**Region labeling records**
----------------

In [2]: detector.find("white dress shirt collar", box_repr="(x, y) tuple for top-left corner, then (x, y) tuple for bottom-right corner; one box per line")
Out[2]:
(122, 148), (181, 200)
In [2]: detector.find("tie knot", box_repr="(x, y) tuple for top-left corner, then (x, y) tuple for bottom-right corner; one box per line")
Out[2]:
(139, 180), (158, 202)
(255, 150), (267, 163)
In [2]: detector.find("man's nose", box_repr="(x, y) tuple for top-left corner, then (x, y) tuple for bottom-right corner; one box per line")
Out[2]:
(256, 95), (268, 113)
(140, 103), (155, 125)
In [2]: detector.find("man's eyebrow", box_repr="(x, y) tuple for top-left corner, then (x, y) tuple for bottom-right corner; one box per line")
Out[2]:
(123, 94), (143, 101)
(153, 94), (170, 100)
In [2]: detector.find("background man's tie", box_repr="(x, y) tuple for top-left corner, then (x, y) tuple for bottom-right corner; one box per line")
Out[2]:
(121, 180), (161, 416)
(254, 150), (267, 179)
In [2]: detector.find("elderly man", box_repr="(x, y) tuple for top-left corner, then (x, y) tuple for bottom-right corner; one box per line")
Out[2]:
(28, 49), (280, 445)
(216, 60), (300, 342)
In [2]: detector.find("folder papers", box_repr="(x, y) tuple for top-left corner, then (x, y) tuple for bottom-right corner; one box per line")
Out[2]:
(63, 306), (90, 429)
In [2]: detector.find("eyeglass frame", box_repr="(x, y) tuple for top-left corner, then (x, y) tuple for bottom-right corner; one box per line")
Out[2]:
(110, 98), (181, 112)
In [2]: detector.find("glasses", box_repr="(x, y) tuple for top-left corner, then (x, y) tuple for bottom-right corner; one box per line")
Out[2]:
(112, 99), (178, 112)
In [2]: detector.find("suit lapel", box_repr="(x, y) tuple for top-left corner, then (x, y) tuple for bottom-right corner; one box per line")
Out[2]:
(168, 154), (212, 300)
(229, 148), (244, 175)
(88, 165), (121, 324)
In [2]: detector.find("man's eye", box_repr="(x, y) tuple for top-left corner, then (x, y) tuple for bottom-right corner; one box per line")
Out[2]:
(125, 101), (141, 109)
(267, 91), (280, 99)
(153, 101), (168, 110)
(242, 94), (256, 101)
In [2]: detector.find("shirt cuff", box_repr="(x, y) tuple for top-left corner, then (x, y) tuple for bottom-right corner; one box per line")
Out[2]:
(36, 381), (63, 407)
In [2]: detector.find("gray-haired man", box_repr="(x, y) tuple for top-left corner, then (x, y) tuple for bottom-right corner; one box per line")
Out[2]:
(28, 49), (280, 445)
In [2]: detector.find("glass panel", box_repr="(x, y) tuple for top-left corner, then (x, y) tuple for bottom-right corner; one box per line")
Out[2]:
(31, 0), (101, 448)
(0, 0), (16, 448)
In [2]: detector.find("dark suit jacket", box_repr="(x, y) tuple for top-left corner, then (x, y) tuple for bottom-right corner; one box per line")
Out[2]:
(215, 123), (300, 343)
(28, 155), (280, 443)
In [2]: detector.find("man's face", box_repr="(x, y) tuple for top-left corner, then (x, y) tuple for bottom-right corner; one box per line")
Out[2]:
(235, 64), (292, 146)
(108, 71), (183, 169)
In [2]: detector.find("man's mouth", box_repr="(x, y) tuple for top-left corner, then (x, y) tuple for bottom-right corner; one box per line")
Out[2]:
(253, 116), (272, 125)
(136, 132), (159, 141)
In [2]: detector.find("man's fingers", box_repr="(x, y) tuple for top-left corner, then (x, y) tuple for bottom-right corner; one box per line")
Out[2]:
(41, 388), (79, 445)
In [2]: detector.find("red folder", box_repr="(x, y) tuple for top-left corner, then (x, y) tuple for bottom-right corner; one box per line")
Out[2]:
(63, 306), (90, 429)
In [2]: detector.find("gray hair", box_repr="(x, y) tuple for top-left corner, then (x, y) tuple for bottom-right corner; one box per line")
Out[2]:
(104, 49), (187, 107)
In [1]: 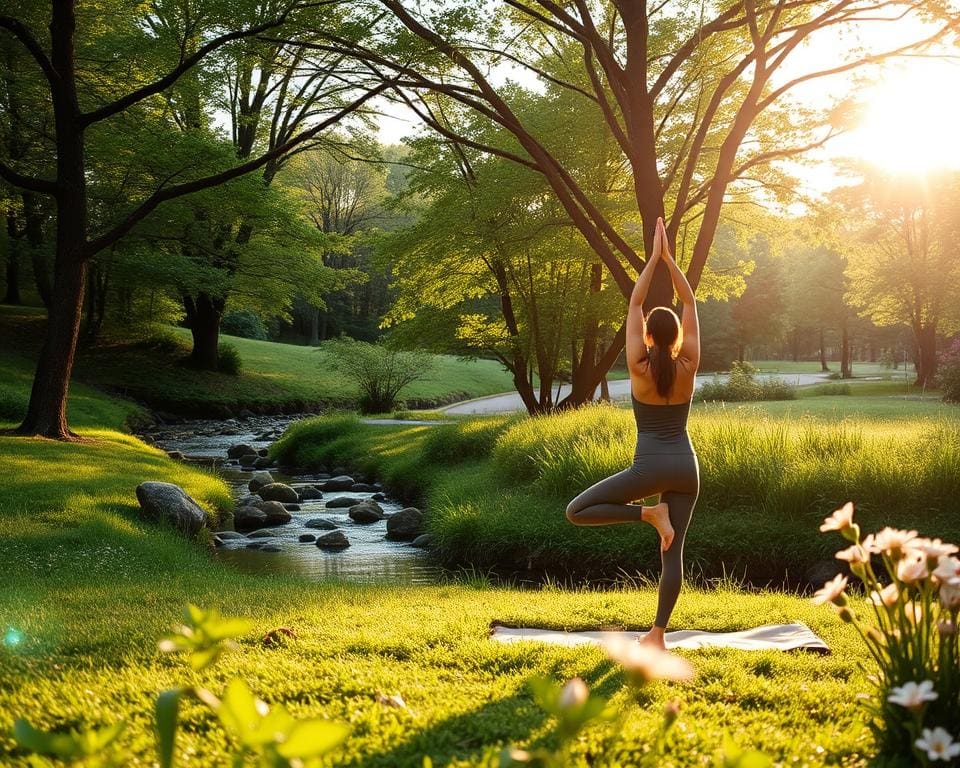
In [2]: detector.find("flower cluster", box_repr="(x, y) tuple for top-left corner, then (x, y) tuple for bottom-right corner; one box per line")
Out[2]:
(812, 502), (960, 764)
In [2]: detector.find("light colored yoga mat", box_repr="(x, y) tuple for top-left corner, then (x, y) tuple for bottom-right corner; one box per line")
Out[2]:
(490, 624), (830, 653)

----------------

Reproduce verbatim the lines starting at the first line of the items and ending at the line that contains "(255, 150), (267, 163)", including both of those lines.

**Expected answer**
In [2]: detector.find("white dress shirt collar", box_repr="(x, y) tuple for top-left corner, then (x, y) tuple for bottom-right corner; one box per line")
Out[2]:
(122, 148), (181, 200)
In [2]: detector.find("tie knot", box_repr="(x, y) tuple for top-left corner, then (x, y) tuple for bottom-right corner; one box per line")
Out[2]:
(139, 180), (158, 202)
(255, 150), (267, 163)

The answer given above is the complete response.